*** Records provided

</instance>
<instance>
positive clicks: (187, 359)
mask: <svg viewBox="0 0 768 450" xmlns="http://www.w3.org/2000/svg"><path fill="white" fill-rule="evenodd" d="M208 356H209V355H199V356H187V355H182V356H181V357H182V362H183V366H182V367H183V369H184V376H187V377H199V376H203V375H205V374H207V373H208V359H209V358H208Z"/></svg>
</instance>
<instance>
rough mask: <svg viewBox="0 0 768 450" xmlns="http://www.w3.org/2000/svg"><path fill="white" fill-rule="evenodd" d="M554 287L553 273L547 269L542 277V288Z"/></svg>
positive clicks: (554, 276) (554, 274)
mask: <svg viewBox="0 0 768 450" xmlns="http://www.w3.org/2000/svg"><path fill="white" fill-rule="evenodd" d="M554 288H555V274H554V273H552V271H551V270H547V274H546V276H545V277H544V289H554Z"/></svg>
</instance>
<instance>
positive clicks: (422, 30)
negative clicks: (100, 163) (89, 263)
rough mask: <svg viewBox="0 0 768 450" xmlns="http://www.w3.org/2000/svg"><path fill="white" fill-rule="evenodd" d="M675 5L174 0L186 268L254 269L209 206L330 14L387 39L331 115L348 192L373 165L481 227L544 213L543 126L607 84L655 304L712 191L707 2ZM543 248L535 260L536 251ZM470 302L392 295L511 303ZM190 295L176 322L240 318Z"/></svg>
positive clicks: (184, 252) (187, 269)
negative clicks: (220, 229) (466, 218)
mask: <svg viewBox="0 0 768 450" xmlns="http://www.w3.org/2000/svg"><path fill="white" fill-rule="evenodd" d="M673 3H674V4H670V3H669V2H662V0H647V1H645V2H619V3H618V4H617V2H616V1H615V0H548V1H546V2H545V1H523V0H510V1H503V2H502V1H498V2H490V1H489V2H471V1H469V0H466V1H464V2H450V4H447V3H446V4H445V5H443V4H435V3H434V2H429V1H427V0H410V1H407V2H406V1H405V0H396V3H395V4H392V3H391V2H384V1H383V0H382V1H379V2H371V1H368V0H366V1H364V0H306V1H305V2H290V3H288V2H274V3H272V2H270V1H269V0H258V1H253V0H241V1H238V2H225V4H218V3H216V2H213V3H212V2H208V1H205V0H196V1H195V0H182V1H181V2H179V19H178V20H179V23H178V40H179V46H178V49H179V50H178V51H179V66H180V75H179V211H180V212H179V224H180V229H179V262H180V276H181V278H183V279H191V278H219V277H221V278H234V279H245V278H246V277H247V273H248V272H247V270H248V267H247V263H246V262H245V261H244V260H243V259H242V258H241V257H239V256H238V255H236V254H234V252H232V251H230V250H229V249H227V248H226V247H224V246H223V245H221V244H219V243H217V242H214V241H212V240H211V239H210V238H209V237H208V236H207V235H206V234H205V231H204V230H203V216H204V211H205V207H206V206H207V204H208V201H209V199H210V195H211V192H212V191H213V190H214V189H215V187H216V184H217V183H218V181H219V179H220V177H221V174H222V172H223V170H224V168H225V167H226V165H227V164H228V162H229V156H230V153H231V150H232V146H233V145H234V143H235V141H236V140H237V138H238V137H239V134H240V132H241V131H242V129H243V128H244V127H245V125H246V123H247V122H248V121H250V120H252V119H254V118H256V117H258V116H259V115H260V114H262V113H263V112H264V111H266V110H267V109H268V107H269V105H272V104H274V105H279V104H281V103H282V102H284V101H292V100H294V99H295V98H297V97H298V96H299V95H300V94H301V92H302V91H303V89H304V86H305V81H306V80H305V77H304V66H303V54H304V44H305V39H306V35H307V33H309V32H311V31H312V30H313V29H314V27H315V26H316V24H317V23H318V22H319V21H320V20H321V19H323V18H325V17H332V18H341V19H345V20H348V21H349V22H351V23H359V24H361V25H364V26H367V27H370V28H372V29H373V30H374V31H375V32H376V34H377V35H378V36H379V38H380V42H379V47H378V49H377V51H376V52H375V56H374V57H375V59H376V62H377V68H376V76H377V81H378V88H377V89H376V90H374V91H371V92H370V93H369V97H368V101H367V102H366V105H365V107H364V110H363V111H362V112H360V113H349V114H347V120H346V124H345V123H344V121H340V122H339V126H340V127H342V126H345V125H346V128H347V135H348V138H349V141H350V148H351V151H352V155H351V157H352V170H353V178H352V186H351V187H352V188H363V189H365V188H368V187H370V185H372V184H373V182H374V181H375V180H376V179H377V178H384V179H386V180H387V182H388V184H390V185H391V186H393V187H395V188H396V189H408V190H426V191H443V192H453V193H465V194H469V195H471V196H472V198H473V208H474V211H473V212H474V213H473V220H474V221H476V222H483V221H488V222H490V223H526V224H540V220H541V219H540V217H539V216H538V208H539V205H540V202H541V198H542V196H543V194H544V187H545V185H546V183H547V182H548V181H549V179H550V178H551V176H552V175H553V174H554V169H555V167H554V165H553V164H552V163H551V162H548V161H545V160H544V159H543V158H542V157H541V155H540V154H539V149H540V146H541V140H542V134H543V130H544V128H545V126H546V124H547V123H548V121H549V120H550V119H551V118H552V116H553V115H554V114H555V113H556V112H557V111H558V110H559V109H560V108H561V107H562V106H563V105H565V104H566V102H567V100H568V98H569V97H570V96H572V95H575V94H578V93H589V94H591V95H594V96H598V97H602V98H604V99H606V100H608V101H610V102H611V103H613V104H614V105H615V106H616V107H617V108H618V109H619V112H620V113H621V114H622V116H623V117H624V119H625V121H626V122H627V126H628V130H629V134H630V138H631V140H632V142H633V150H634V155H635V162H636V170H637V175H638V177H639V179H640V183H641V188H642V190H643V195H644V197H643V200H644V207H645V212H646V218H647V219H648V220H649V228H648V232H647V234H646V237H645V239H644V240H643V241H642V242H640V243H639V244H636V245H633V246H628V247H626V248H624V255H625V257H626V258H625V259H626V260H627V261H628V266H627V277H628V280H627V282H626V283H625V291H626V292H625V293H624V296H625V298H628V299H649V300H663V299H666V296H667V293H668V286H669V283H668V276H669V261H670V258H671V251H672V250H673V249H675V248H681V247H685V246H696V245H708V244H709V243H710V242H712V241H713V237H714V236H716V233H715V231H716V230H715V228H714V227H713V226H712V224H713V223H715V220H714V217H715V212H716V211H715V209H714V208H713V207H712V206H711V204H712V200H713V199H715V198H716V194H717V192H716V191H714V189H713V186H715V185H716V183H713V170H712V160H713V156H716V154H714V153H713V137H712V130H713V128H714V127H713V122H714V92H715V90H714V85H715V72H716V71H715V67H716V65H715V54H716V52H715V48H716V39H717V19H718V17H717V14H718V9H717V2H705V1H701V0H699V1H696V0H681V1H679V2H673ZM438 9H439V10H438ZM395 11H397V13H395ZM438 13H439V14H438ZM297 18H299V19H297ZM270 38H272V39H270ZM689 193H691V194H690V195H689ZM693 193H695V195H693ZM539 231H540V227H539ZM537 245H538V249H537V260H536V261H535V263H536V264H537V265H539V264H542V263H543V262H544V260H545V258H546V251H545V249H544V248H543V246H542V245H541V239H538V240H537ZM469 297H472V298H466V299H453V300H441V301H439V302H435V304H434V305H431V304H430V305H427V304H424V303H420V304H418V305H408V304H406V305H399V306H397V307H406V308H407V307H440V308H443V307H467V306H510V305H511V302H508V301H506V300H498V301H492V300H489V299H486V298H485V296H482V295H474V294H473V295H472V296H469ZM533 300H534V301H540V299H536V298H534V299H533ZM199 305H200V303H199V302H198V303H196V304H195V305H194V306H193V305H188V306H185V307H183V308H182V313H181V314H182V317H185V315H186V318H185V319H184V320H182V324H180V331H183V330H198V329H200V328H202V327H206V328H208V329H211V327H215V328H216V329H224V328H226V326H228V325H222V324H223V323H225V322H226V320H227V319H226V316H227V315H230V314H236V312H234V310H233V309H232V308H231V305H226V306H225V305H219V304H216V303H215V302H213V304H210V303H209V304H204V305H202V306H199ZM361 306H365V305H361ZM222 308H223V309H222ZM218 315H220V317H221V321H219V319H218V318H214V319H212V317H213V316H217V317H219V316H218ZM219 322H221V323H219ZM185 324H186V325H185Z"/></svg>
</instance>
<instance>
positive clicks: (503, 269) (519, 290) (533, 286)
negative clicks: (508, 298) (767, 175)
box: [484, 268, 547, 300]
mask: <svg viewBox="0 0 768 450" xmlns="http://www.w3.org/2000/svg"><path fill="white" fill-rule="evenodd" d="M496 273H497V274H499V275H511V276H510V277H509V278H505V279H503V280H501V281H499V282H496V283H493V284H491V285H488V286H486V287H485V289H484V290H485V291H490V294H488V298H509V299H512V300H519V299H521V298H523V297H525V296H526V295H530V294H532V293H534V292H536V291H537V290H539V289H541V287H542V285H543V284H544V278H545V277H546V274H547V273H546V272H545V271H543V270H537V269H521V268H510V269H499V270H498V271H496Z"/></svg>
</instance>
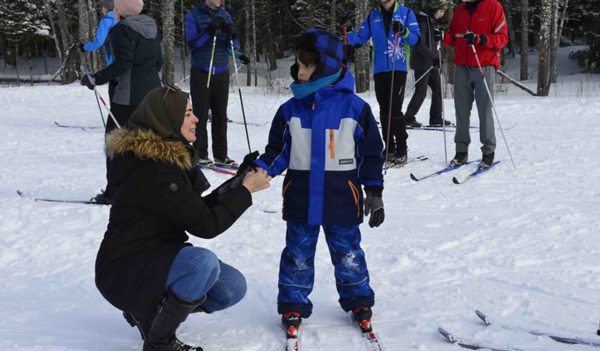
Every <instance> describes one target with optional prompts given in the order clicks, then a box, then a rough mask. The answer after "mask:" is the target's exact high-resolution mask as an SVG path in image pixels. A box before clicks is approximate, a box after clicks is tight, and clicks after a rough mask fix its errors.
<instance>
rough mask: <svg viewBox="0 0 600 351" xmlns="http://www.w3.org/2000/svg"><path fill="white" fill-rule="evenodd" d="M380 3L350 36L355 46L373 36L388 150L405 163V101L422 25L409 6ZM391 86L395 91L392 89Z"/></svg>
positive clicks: (350, 32) (374, 79) (407, 149)
mask: <svg viewBox="0 0 600 351" xmlns="http://www.w3.org/2000/svg"><path fill="white" fill-rule="evenodd" d="M380 5H381V6H380V7H379V8H378V9H375V10H373V11H371V13H369V15H368V16H367V18H366V19H365V20H364V22H363V24H362V26H361V27H360V29H359V30H358V32H354V31H352V32H350V33H348V35H347V38H348V43H349V44H350V45H352V46H362V45H364V44H366V43H367V41H369V39H370V38H371V37H372V38H373V45H374V47H375V52H374V54H373V57H374V63H373V65H374V67H373V72H374V74H373V79H374V80H375V95H376V97H377V102H378V103H379V119H380V120H381V126H382V130H383V140H384V141H385V143H386V145H385V147H386V154H387V155H390V156H389V158H390V161H391V162H392V163H396V164H398V165H404V164H406V162H407V150H408V149H407V145H406V139H408V134H407V133H406V120H405V118H404V115H403V113H402V103H403V101H404V90H405V84H406V72H407V69H408V63H409V62H410V47H411V46H414V45H416V44H417V42H418V41H419V36H420V33H419V25H418V23H417V20H416V17H415V14H414V12H413V11H412V10H411V9H410V8H408V7H406V6H404V5H402V4H400V3H398V2H396V1H394V0H380ZM393 70H394V72H392V71H393ZM392 77H393V81H392ZM391 89H393V91H390V90H391ZM390 98H391V99H392V101H391V104H390ZM390 106H391V121H390V120H389V118H390ZM388 125H389V127H390V128H389V129H390V130H389V131H388Z"/></svg>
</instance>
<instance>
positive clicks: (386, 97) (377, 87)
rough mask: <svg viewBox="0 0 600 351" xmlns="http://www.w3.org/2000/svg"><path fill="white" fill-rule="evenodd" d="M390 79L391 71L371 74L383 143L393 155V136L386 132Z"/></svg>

******

| Activity |
Please count the lines in the items above that contain the word "negative", and give only that number.

| Expected answer |
3